EXERCISE AIM: Write out every one of the entries below again, word for word, with nothing changed.

========================================================================

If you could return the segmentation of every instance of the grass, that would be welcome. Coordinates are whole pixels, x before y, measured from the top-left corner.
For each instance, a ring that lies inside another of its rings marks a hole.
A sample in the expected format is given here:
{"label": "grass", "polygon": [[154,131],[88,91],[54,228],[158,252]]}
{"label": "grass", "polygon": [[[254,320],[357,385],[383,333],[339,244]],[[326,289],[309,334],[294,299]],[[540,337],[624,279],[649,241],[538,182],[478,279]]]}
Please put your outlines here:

========================================================================

SOLUTION:
If you could return the segmentation of every instance of the grass, that would be welcome. Coordinates are whole pixels, x before y, measured from the top-left corner.
For each instance, a ring that lies inside another of its rings marks a hole.
A sample in the expected format is given here:
{"label": "grass", "polygon": [[154,131],[88,91],[54,228],[158,252]]}
{"label": "grass", "polygon": [[[254,320],[357,385],[383,333],[339,244]],[[326,289],[309,334],[294,299]],[[540,337],[624,279],[649,241],[538,182],[478,279]]]}
Please put your outlines here:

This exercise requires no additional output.